== Material provided ==

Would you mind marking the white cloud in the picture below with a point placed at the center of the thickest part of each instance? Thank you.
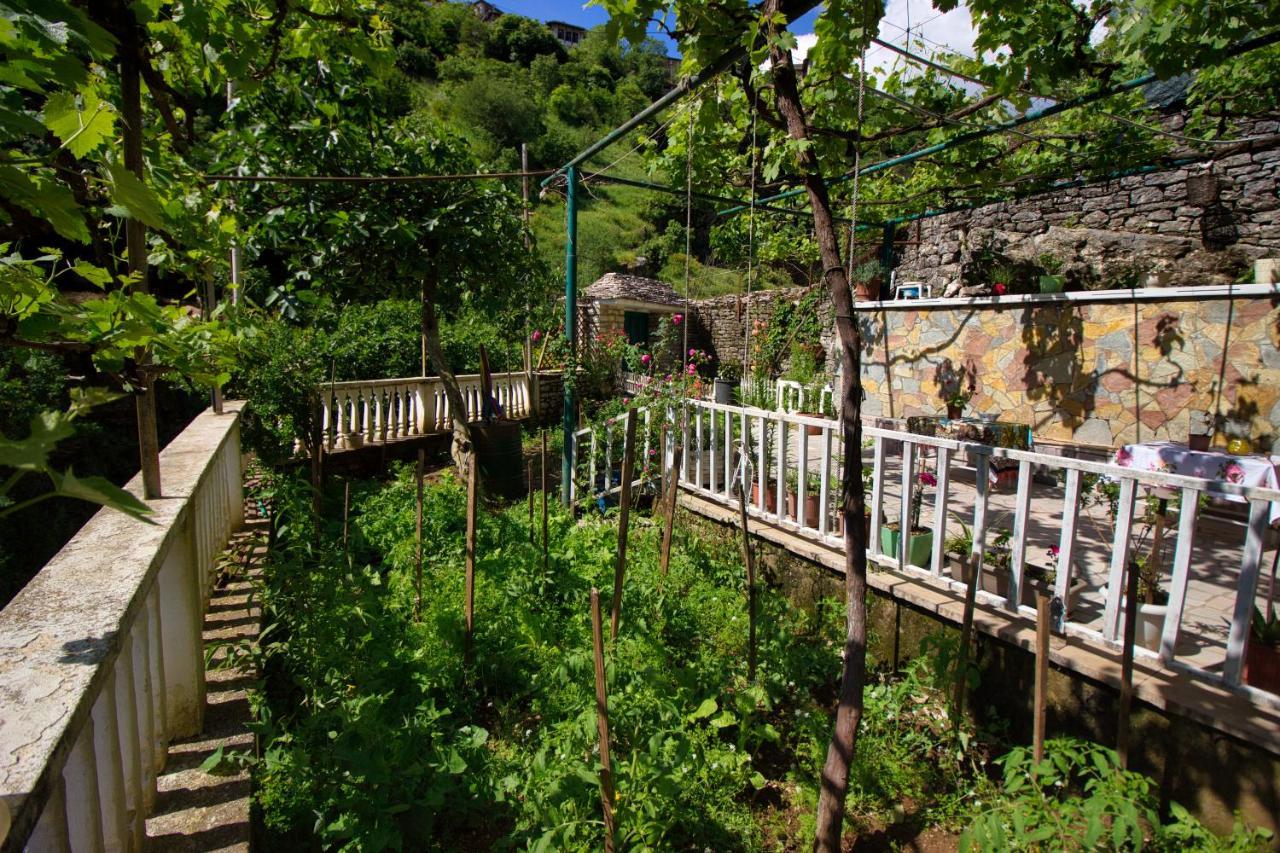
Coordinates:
(931, 32)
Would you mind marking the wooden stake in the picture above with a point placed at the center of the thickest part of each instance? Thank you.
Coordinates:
(750, 583)
(1130, 630)
(629, 451)
(346, 514)
(529, 479)
(136, 249)
(668, 509)
(545, 541)
(602, 719)
(417, 561)
(897, 632)
(471, 557)
(1042, 617)
(318, 447)
(970, 593)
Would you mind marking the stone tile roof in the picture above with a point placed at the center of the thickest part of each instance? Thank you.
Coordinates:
(620, 286)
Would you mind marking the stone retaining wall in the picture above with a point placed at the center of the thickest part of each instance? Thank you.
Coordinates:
(1114, 232)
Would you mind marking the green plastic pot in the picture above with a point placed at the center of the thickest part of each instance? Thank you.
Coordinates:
(1051, 283)
(919, 546)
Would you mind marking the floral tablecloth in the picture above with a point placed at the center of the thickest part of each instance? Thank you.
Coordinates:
(1178, 459)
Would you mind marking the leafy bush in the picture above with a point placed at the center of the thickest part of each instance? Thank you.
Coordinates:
(1078, 798)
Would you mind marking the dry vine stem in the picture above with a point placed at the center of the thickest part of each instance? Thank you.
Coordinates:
(417, 561)
(970, 576)
(545, 546)
(602, 720)
(1130, 629)
(1042, 617)
(471, 556)
(750, 584)
(670, 509)
(629, 447)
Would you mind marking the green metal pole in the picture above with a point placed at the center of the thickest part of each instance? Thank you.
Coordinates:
(792, 9)
(570, 324)
(1027, 118)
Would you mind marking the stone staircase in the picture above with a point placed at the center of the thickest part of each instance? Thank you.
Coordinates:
(199, 810)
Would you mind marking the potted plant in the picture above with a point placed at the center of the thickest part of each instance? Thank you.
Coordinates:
(812, 495)
(956, 386)
(1047, 575)
(804, 372)
(867, 283)
(1262, 653)
(1051, 279)
(919, 544)
(726, 382)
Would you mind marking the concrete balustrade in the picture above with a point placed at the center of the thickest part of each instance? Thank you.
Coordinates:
(379, 410)
(100, 655)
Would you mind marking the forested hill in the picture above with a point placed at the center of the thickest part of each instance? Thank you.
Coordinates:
(510, 81)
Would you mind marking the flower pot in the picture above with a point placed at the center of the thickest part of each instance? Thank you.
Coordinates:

== Problem ==
Update all of the records above, changing "thickest part" to "widest part" and leaving everything else unchanged. Leave the pictures out of your answer.

== Written response ==
Would you mind marking the white cloud in the picture below with a point placed at the center of the widest part of each instance? Thank you.
Coordinates:
(931, 32)
Would you mind marking the wooden stake in the picture above with a point placed at the center of the widest part of each instance? Thank you.
Coordinates:
(750, 583)
(1130, 630)
(629, 451)
(346, 514)
(529, 479)
(136, 249)
(668, 509)
(545, 541)
(602, 719)
(417, 561)
(897, 632)
(471, 557)
(1042, 617)
(318, 447)
(970, 593)
Would you mind marking the stone tile roof in the picture above with a point placed at the center of the widest part of each instance? Thank you.
Coordinates:
(620, 286)
Would you mind marking the stone retaining wall in the picture above with a point placed at the center of the widest part of each instance? Thank you.
Coordinates:
(1114, 232)
Would you mind marking the green plastic pot in the picture above with a point placed at the center of the widest part of each instance? Thank you.
Coordinates:
(1051, 283)
(919, 546)
Would you mind marking the floral tablecloth in the picture above with a point placed at the center of the widest part of each instance? Thank you.
Coordinates:
(1178, 459)
Would you mind marking the leafy bush in the picture above with a point placed at the center of the widest part of each instance? Thank you.
Coordinates:
(1078, 798)
Would you mind marking the dry vine stem in the picture above with a point placed at the center of the widest part of each instance? Thank you.
Coordinates:
(417, 561)
(970, 576)
(545, 546)
(602, 720)
(1130, 629)
(1042, 617)
(471, 556)
(750, 584)
(670, 509)
(629, 447)
Would you mind marking the green metal pole in the picture above with a point placed at the center of the widest part of each instance? Thank you.
Coordinates:
(792, 9)
(570, 324)
(1027, 118)
Would you mind marking the stone staircase in the picture above with a point placed at the center of the widest part of each instance? Thank you.
Coordinates:
(199, 810)
Would you mind marking the potted plant in the picture above with a point placed at the center of the widest part of each instance? Thank you.
Coordinates:
(812, 495)
(956, 386)
(1047, 575)
(804, 372)
(867, 283)
(1262, 653)
(1051, 279)
(919, 544)
(726, 382)
Would you mind marking the concrete balustrade in the picture above with a point placed at the center of the widest part of each instance? Thank you.
Coordinates:
(379, 410)
(100, 655)
Would you mind marking the forested hill in the picture above with a point placed at the center of the widest part of each instance? Thank you.
Coordinates:
(510, 81)
Would you mind marking the flower pot in the picture above with a point placed at the center of the widest part of each instance? Thank you.
Coordinates:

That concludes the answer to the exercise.